SUPPLIED PASSAGE
________________
Differentiation of functions w.r.t. a composed argument

98 Views Asked by At

I need help with the following derivative involving inner products: $$\frac{d\, \log(x)^T\,y}{d\,x^T\,y}$$ Here $x$ and $y$ are $n$-dimensional vectors, $T$ indicates transpose, and the logarithm of the vector is taken point-wise: $\log(x)_i = \log(x_i)$.

THANKS for your help in advance!!!

3

There are 3 best solutions below

2
On BEST ANSWER

This question isn't undefined or ambiguous at all, it's just a lot of work. Rewrite the given derivative into an equivalent expression with no derivatives except for the $n^2$ atomic expressions $\frac{d\,x_i}{d\,y_j}$ (see footnote)
________________
EXTRACTED MATERIAL
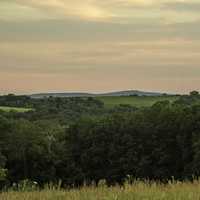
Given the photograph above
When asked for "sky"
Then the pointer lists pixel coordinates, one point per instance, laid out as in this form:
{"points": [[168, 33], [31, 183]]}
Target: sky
{"points": [[99, 45]]}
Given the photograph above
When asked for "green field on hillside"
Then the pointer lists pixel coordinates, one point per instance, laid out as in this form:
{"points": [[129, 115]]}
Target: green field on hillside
{"points": [[136, 101], [16, 109], [138, 191]]}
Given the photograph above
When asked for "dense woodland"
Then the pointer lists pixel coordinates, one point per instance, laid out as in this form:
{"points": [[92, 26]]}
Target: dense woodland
{"points": [[80, 141]]}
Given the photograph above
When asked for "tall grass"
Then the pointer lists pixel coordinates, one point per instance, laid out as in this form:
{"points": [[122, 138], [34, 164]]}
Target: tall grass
{"points": [[137, 191]]}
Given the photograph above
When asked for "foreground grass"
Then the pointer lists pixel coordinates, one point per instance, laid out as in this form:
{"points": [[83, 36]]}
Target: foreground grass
{"points": [[16, 109], [134, 100], [138, 191]]}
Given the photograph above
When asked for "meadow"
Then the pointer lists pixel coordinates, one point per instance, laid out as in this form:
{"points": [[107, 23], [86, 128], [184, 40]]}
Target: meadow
{"points": [[137, 191], [137, 101], [16, 109]]}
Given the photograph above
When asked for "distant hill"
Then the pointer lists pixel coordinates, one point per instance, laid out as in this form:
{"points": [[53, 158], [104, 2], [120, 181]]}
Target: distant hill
{"points": [[118, 93]]}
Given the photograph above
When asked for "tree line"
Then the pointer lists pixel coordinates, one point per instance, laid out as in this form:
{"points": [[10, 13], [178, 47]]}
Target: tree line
{"points": [[79, 141]]}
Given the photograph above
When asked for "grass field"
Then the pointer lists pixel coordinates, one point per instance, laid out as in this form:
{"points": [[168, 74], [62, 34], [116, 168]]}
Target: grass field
{"points": [[138, 191], [135, 100], [8, 109]]}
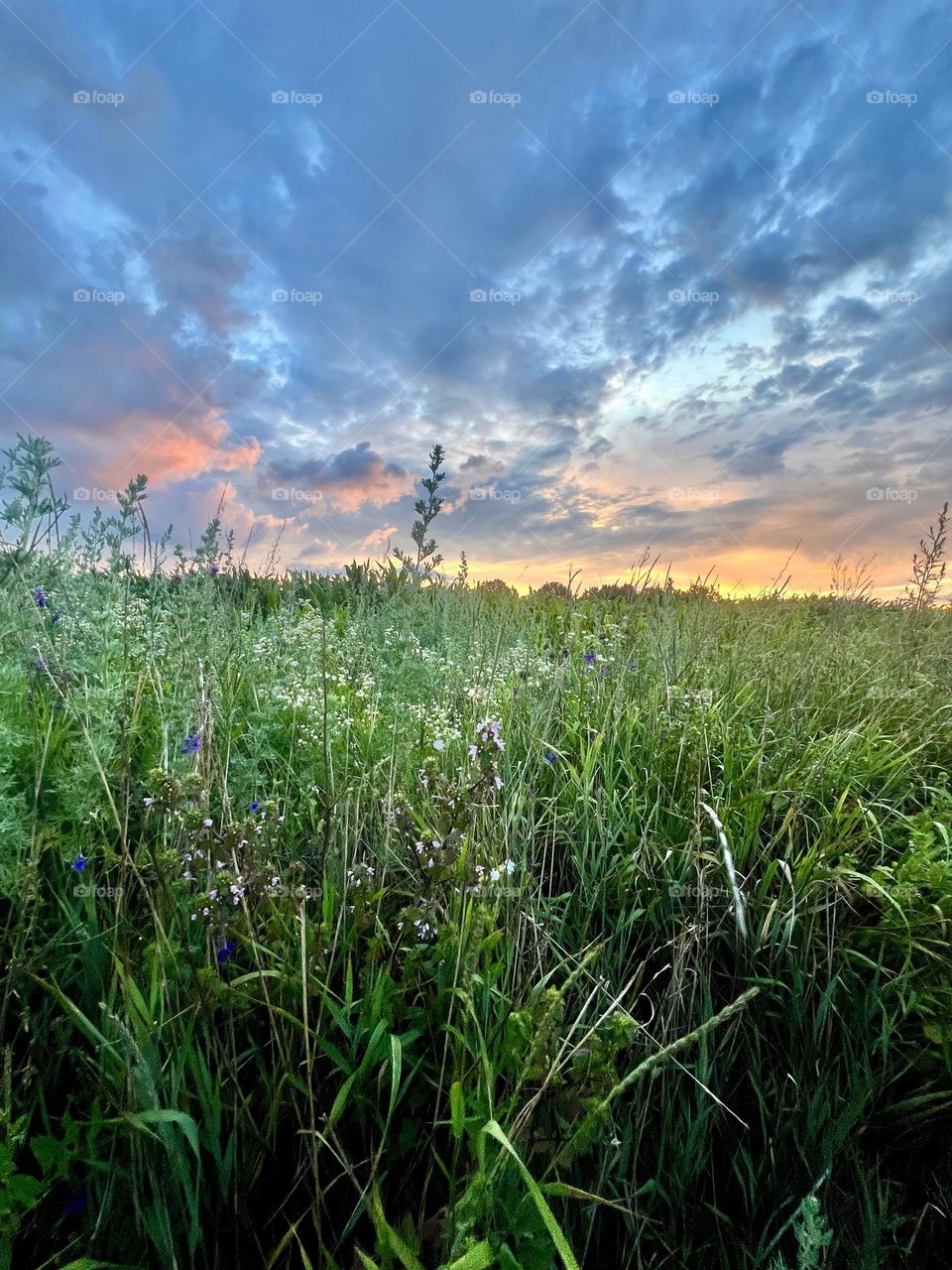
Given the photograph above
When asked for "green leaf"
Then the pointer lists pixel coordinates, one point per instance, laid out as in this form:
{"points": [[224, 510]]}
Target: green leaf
{"points": [[544, 1211], [457, 1109]]}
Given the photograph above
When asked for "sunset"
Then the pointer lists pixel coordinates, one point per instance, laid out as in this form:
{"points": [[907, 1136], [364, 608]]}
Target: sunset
{"points": [[654, 280], [475, 662]]}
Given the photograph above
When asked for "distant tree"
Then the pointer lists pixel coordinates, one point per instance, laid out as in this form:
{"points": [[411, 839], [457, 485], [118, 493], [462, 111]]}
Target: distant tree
{"points": [[556, 589]]}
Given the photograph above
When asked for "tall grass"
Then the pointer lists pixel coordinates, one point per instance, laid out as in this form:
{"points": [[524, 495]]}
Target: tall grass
{"points": [[448, 1023]]}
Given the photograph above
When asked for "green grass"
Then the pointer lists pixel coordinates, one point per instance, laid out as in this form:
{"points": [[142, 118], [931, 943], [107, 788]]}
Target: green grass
{"points": [[570, 1067]]}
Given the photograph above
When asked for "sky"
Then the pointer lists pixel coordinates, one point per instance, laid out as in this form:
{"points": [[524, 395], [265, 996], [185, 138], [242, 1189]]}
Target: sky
{"points": [[656, 276]]}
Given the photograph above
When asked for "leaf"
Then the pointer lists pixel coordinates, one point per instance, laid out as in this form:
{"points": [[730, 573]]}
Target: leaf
{"points": [[167, 1115], [544, 1211], [477, 1257], [457, 1109]]}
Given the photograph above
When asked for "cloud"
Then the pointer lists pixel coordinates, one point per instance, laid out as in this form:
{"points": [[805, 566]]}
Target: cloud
{"points": [[348, 480]]}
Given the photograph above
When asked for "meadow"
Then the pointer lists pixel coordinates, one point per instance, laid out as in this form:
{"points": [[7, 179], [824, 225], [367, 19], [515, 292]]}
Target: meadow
{"points": [[370, 922]]}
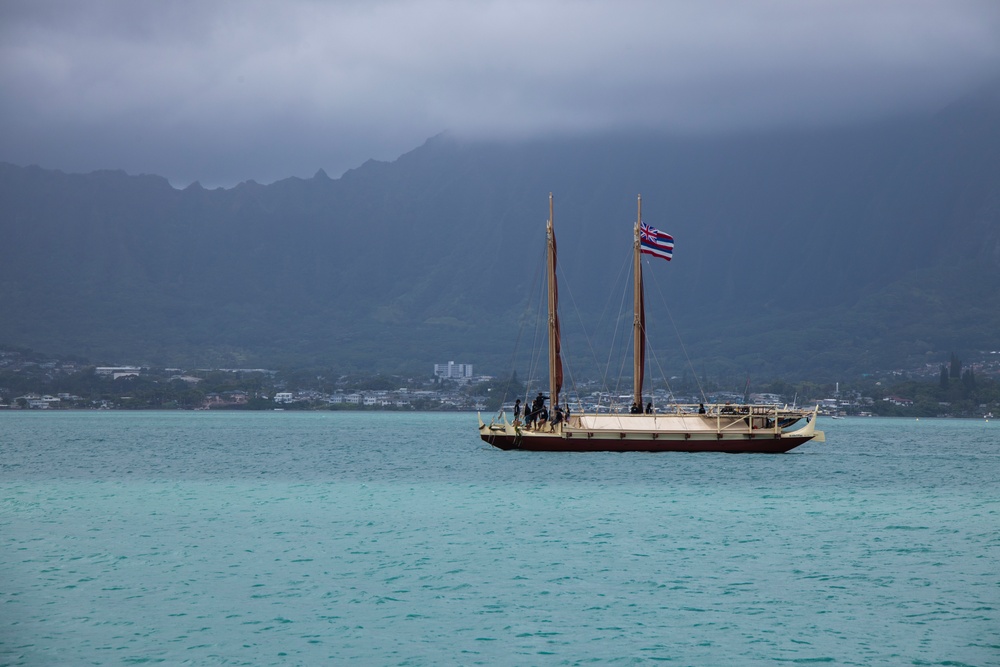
________________
Quote the forum thread on differentiating with respect to an inner product word for word, starting at "I need help" and ending at "point-wise: $\log(x)_i = \log(x_i)$.".

I need help with the following derivative involving inner products: $$\frac{d\, \log(x)^T\,y}{d\,x^T\,y}$$ Here $x$ and $y$ are $n$-dimensional vectors, $T$ indicates transpose, and the logarithm of the vector is taken point-wise: $\log(x)_i = \log(x_i)$.